Assignment = Below are the records; repeat them in full, exactly.

Information =
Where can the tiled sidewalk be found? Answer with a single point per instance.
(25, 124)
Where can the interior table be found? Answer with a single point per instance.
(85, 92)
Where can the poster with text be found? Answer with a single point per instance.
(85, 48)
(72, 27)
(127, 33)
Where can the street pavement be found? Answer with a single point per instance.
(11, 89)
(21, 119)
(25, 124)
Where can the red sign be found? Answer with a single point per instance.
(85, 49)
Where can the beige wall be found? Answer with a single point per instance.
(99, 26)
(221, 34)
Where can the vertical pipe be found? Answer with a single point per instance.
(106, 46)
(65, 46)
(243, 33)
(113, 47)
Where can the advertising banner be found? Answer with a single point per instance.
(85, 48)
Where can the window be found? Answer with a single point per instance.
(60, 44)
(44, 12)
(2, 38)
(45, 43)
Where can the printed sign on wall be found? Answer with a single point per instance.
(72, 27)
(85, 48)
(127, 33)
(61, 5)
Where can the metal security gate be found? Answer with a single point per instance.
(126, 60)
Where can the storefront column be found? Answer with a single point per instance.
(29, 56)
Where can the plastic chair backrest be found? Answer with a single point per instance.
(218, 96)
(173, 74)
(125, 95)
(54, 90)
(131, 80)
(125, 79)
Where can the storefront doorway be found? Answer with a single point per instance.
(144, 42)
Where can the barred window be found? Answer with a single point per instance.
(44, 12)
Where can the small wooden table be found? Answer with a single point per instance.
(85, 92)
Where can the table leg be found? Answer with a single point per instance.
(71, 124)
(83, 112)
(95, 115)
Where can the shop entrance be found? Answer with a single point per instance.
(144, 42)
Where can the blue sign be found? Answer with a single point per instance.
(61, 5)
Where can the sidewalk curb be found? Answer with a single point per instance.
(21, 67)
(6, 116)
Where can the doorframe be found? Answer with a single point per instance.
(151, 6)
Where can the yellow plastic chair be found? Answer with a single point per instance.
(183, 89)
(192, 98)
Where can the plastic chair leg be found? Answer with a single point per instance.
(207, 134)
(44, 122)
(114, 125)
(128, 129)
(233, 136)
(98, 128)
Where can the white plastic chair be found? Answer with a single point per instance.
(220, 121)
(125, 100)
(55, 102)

Answer for the task =
Where can the tiled sidewalk be found? Answer with a single point per instance.
(25, 124)
Where can the interior table be found? Answer with a single point per instance.
(85, 92)
Where can the poster with text be found? Answer with a single point per instance.
(85, 48)
(72, 27)
(127, 33)
Where can the street pavement be found? Answer with a single point per instance.
(11, 89)
(21, 119)
(25, 124)
Where can the red sign be found? Answer with a single point per instance.
(85, 49)
Where can the beige wall be found? Answer with a single point per instance.
(99, 26)
(221, 34)
Where can the vertical pipe be found? Answer with a single point per instance.
(106, 46)
(65, 46)
(243, 33)
(113, 47)
Where can the advertising banner be found? Answer with a single point per instance.
(85, 48)
Where can the window be found? Answer with a single point per instance.
(60, 44)
(44, 12)
(2, 38)
(45, 43)
Where can the printed sign on wall be found? Answer with a single point per instance.
(72, 27)
(85, 48)
(127, 33)
(61, 5)
Where can the metal security gate be found? Answer with a single point per instance.
(126, 60)
Where can the storefront column be found? Answer with a single point per instance.
(29, 56)
Where can the plastic chair backrest be found? Answer with a single point per instance.
(218, 96)
(173, 74)
(125, 95)
(54, 90)
(131, 80)
(125, 79)
Where can the storefront doorway be found? Answer with a single point per instance.
(144, 42)
Where can the barred window be found? Answer with a single point per instance.
(44, 12)
Where can the small wooden table be found? Answer with a single point per instance.
(85, 92)
Where can the table leg be found? Answer with a single point per instance.
(71, 124)
(83, 112)
(95, 115)
Where can the shop entrance be found? Answer with a single point per instance.
(144, 42)
Where can the blue sign be found? Answer with a single point per instance.
(61, 5)
Where can the sidewalk curb be found? Answer with a single point per instance.
(21, 67)
(6, 116)
Where can the doorframe be found? Answer with a single point per instance.
(151, 6)
Where can the yellow plastic chair be found? Answer with a single point per instance.
(183, 89)
(192, 98)
Where can the plastic chair leg be found? Answer with a single point per instance.
(207, 134)
(44, 122)
(114, 125)
(128, 129)
(233, 136)
(98, 128)
Where can the white plastic chair be found? Answer with a single point per instance.
(220, 121)
(125, 100)
(55, 102)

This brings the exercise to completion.